• [Aim of the task] Only a number is wanted here. Tally the lines of the data that contain "rock".

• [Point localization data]
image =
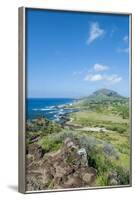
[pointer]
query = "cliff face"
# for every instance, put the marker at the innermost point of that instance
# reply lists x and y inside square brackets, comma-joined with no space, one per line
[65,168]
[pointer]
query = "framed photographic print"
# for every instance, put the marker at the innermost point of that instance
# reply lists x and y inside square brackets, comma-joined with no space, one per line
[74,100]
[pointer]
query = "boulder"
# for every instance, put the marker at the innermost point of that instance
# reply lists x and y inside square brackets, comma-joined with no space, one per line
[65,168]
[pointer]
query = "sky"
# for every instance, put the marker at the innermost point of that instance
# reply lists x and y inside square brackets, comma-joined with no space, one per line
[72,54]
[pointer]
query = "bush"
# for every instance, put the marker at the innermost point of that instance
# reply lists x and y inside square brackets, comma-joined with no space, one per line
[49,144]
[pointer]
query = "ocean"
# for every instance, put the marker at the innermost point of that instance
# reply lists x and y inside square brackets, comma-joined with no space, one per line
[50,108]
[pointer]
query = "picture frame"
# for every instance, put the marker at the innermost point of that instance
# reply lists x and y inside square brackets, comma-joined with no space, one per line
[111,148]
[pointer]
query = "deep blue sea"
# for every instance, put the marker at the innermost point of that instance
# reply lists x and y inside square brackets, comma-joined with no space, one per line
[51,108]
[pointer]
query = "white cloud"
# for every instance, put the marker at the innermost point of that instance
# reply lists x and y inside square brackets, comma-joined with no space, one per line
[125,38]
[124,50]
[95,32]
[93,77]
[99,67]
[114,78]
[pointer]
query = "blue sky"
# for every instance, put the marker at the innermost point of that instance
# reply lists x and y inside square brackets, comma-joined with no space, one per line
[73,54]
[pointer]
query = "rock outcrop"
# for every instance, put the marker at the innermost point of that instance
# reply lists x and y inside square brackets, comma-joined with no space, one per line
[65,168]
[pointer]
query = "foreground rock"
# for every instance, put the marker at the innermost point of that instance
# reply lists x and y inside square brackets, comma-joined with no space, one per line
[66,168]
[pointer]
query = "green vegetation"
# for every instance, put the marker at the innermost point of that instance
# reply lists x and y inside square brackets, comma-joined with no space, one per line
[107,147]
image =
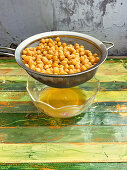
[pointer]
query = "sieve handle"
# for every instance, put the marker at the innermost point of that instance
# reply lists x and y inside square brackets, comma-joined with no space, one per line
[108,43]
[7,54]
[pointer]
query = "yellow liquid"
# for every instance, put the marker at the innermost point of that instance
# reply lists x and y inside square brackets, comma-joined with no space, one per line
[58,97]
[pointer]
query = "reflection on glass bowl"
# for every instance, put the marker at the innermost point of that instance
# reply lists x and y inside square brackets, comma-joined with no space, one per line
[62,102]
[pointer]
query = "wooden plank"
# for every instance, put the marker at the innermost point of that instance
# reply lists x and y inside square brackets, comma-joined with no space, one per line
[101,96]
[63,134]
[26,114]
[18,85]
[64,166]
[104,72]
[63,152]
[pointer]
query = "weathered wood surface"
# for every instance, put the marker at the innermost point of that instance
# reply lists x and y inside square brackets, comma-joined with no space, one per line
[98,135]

...

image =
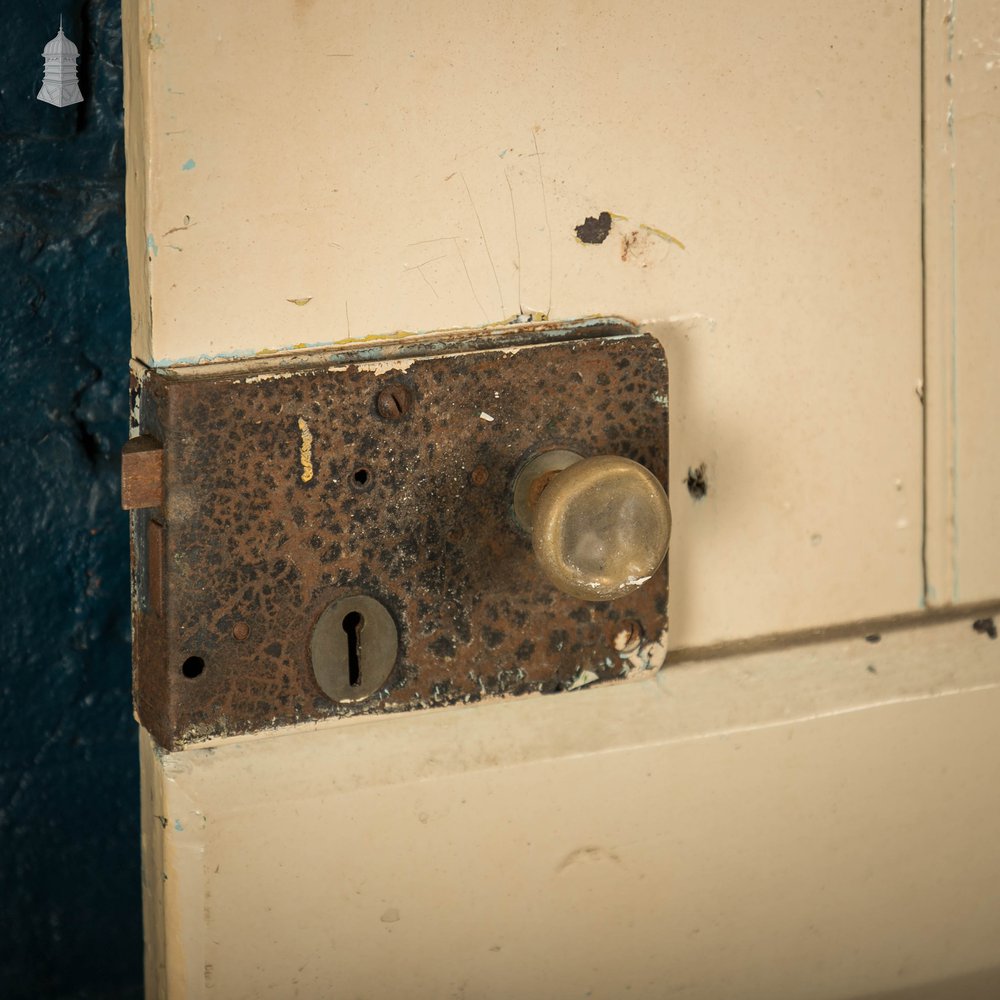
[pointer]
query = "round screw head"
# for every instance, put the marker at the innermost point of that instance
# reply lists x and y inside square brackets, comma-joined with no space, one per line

...

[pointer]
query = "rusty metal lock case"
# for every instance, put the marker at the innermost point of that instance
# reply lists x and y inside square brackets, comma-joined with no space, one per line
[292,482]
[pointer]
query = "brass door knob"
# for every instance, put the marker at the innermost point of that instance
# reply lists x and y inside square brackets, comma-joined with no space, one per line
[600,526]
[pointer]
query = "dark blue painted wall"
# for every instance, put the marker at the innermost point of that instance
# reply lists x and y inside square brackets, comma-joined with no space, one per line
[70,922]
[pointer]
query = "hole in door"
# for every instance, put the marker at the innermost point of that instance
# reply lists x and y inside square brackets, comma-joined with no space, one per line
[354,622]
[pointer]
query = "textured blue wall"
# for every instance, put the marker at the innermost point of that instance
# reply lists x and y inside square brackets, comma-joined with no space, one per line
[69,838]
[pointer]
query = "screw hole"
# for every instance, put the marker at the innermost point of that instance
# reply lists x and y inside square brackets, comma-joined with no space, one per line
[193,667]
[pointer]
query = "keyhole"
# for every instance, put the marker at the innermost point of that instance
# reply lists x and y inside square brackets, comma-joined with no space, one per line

• [Written solution] 2